_What you need to do_
Every record here should be printed again exactly.

*** Excerpted records Section Begins ***

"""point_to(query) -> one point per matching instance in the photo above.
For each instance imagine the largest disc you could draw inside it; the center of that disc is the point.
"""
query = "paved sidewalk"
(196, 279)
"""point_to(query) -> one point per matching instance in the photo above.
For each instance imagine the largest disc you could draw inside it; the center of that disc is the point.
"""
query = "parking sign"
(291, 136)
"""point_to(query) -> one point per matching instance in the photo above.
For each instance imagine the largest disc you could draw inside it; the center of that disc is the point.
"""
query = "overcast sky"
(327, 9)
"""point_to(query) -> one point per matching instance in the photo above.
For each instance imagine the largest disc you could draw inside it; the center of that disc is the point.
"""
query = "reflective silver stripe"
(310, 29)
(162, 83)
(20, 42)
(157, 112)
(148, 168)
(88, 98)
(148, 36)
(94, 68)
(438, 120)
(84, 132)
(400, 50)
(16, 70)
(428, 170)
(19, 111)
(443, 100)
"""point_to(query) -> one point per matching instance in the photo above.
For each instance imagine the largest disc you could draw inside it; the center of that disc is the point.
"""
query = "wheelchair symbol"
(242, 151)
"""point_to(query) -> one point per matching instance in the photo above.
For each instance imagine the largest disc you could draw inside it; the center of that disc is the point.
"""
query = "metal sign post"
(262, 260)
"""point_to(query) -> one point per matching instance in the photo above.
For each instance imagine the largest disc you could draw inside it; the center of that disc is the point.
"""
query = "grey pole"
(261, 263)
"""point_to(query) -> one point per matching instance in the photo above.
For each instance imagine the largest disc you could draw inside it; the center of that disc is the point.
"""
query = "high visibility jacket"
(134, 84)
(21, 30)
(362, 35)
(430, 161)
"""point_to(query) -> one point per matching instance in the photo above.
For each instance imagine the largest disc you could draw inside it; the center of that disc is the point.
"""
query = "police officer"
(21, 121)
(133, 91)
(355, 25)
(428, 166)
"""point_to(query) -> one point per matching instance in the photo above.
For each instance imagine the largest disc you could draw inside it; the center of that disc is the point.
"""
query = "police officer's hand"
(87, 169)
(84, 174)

*** Excerpted records Section Ends ***

_Output_
"""point_to(query) -> one point per matching instance in the photo above.
For each instance imagine the largest disc you could draw inside it; the center of that disc is the point.
"""
query = "paved sidewalk"
(196, 279)
"""point_to(query) -> one point per matching instance in the photo above.
For each instance imagine the largest disc you could draw inside it; the center of that disc is the point.
"""
query = "parking sign"
(291, 136)
"""point_to(query) -> one point per matching instance in the photo above.
For each instance imagine the largest disc you could draw inside it; the center of that disc is the point.
"""
query = "overcast sky"
(327, 9)
"""point_to(query) -> one point per matching instance in the photo above.
For each instance imagine the largest disc you could draw inside it; the center of that disc is the point.
"""
query = "reflective silver stripe"
(310, 29)
(162, 83)
(20, 42)
(157, 112)
(148, 168)
(88, 98)
(148, 36)
(94, 68)
(438, 120)
(84, 132)
(400, 50)
(16, 70)
(428, 170)
(19, 111)
(443, 100)
"""point_to(query) -> one point per matching instance in the photo above.
For each instance imagine the largest disc you could draw inside it; the center of that disc is the point.
"""
query = "wheelchair symbol"
(242, 151)
"""point_to(query) -> one point per matching instance in the photo above.
For each instance imagine the largest disc you could draw inside it; the center of that disc is the point.
"""
query = "metal sign post"
(262, 260)
"""point_to(query) -> one point per matching instance in the photo above.
For each instance imagine the largest disc you could draw inside it; the center of that disc is the point.
"""
query = "grey pole"
(261, 263)
"""point_to(query) -> one point per matching instance in the photo above.
For each instance imagine the largest disc you could draw inside it; the center of that disc is the point.
"""
query = "high visibility jacket"
(134, 84)
(21, 30)
(362, 35)
(430, 161)
"""point_to(query) -> one point per matching instance in the photo above.
For each instance imagine the largest disc you could draw inside it; the center of that disc is the point.
"""
query = "police officer"
(21, 121)
(133, 91)
(355, 25)
(428, 166)
"""point_to(query) -> one point per matching instance in the photo above.
For each instance imagine the largest disc you could draw inside it; the center of that disc is the point.
"""
query = "police officer's hand"
(87, 169)
(84, 174)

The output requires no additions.